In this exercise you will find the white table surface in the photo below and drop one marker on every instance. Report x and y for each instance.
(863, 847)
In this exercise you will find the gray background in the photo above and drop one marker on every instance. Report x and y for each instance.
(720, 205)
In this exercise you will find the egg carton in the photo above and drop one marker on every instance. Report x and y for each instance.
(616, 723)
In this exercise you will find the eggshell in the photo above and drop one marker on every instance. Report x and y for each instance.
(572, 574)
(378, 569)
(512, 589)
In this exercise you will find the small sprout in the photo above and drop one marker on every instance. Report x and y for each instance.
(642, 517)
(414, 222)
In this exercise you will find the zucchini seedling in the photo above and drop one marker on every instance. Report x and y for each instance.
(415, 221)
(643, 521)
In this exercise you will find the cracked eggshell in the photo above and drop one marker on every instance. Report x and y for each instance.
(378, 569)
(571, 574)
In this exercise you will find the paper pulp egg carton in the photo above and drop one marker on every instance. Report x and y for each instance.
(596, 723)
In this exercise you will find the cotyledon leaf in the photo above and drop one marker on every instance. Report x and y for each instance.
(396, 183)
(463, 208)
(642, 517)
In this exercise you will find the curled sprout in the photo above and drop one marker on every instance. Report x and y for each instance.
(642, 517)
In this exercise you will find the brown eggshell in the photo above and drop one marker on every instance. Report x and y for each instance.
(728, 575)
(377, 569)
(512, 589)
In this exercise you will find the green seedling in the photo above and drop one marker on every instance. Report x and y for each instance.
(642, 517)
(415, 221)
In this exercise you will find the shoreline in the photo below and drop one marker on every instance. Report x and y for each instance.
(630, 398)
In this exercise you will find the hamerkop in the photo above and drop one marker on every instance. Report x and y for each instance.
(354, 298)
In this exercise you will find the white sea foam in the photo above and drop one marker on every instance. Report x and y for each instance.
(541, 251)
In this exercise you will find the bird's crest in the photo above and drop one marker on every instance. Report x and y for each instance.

- - - - -

> **Task item**: Exactly as they appear above, set down all of the records once more.

> **Solution for this task**:
In this exercise you will find the white table surface in the photo below and drop one marker on every instance. Report x and y for each instance.
(863, 847)
In this exercise you will find the gray background in the photo above and drop one marker on every instance. Report x and y for each instance.
(720, 205)
In this exercise you will find the egg carton in the photo above and drop one marker on every instance. Report x and y for each instance.
(616, 723)
In this exercise you will find the eggshell in the photo above and drop one marker on every instance. Report x and y for each instance.
(572, 574)
(378, 569)
(512, 589)
In this exercise you will find the small sprout in the photo above and drop one marker on every instance. Report x and y for each instance.
(642, 517)
(414, 222)
In this exercise you will find the zucchini seedling in the photo above and drop one marker on every instance. Report x and y for each instance.
(415, 221)
(643, 521)
In this exercise you will find the cracked eggshell in the photo above and drop one marker on every instance. Report x and y for each instance.
(378, 569)
(571, 574)
In this exercise you will find the paper pulp egg carton in the photo above and drop one marker on every instance. Report x and y for each instance.
(596, 723)
In this exercise you will find the cotyledon leaf in the photo above and drop one marker on every instance. Report x and y for each instance.
(396, 183)
(463, 208)
(642, 517)
In this exercise you will find the curled sprout in the photo above and drop one marker on every instance. Report x and y for each instance.
(642, 517)
In this exercise you will find the brown eggshell in the photo above and drop one marker on every instance. Report x and y for each instance.
(728, 575)
(377, 569)
(512, 589)
In this exercise you will find the green seedling in the photo above and drop one marker on every instance. Report x and y for each instance.
(642, 517)
(415, 221)
In this exercise you will find the shoreline in the photo below and drop one marker on every instance. Report x and y for each instance.
(630, 398)
In this exercise you will find the hamerkop in the photo above and drop one marker on every instance. Report x and y for each instance.
(354, 298)
In this exercise you will find the white sea foam in the photo above and drop one marker on every instance. Report x and y for each instance.
(541, 251)
In this exercise you will find the bird's crest in the photo above and drop one marker on every instance. Report x and y for each instance.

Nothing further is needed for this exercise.